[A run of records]
## BEGIN

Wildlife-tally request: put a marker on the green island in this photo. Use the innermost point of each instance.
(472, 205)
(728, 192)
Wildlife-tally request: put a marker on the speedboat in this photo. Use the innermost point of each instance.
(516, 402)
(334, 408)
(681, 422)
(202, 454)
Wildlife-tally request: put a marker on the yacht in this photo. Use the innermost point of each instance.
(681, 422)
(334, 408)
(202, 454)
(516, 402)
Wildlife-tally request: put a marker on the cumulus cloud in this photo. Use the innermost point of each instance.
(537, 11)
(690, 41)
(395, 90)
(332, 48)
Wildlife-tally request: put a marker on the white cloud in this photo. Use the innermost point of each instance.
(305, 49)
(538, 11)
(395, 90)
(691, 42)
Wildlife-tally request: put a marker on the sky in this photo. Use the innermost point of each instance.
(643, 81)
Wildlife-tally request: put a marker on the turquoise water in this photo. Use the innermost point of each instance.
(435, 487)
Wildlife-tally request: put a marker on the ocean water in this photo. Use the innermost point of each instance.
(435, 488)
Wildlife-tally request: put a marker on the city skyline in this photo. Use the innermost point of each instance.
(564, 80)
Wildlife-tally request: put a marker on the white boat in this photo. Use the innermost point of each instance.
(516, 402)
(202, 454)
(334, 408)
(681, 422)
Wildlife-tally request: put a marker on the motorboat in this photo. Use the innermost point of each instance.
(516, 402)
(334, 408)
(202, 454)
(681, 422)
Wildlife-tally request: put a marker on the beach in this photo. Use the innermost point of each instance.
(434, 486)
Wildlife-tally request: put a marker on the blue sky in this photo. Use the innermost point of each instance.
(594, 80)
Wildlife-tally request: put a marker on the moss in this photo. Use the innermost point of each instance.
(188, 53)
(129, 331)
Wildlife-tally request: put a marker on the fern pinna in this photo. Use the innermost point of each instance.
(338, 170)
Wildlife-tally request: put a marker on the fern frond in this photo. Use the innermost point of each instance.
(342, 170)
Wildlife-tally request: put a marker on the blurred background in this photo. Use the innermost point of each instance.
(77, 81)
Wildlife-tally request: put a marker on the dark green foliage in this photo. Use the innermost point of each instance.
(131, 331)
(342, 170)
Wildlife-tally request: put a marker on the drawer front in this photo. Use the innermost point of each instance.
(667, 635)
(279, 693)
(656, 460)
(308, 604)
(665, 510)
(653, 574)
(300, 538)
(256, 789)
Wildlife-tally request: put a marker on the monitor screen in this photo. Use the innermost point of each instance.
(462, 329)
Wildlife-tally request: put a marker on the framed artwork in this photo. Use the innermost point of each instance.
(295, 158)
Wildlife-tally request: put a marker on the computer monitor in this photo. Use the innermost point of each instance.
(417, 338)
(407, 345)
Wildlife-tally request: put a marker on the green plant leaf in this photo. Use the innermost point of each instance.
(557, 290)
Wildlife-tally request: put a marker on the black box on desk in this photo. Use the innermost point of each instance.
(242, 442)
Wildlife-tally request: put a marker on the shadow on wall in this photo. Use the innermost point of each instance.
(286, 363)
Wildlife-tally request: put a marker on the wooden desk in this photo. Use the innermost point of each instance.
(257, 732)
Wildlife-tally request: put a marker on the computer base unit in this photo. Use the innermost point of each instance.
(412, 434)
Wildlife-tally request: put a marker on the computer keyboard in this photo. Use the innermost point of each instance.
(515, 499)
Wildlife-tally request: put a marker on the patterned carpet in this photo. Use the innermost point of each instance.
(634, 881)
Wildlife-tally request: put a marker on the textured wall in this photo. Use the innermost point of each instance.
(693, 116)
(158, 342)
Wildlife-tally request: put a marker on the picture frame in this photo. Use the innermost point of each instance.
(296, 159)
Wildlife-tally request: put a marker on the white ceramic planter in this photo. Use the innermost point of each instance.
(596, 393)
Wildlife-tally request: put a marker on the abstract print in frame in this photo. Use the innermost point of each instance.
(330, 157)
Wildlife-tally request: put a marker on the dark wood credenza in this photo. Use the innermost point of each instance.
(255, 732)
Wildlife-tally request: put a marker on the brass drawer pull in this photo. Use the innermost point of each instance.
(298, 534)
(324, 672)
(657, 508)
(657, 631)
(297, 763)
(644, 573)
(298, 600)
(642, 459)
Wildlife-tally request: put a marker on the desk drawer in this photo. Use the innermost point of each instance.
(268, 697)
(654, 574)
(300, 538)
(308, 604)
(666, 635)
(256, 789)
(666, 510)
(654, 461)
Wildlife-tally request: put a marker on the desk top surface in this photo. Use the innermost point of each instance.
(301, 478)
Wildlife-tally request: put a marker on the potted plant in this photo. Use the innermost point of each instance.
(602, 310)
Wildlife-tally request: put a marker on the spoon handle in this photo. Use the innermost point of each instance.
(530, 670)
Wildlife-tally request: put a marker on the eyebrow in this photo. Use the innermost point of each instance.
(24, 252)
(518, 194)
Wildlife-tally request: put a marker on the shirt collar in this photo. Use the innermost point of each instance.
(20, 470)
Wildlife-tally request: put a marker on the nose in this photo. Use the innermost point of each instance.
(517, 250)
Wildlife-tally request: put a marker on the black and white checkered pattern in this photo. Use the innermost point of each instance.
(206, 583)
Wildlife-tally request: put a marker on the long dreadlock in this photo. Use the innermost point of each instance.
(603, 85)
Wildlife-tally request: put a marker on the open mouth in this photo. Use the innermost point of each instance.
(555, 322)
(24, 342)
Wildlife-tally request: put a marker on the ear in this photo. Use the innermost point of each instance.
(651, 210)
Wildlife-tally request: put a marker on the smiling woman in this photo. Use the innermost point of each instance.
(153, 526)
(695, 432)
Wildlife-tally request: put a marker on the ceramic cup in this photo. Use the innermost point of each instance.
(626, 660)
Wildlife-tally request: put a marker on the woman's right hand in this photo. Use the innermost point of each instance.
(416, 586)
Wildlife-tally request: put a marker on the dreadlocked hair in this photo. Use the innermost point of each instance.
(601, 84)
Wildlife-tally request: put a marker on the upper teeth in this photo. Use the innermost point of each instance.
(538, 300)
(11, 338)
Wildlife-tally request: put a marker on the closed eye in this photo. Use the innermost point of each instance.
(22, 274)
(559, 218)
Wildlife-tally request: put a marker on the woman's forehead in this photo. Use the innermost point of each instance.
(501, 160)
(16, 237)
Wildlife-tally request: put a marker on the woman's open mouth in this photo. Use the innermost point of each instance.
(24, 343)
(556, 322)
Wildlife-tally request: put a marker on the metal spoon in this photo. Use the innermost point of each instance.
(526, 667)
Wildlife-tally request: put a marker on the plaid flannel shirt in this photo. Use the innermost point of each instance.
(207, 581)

## END

> _Instructions for the task_: Extract every line from the one containing "Wildlife-tally request: put a marker on the closed" through the last line of the data, inclusive, exactly as written.

> _Output of the task_:
Wildlife-tally request: put a marker on the closed eye in this photo. Use the innermost point of each instance.
(22, 274)
(559, 218)
Wildlife-tally request: put a marker on the woman's forehead in this photo. Use the innermost point of each instance.
(501, 160)
(16, 237)
Wildlife-tally request: put a marker on the woman's open mouth in this photo. Use the innermost point of each instance.
(24, 343)
(556, 322)
Wildlife-tally request: put a marker on the metal spoon in this photo. Use the innermost point of each instance.
(526, 667)
Wildlife-tally request: put a marker on the plaid flannel shirt in this photo. Use the innermost point of each instance.
(207, 581)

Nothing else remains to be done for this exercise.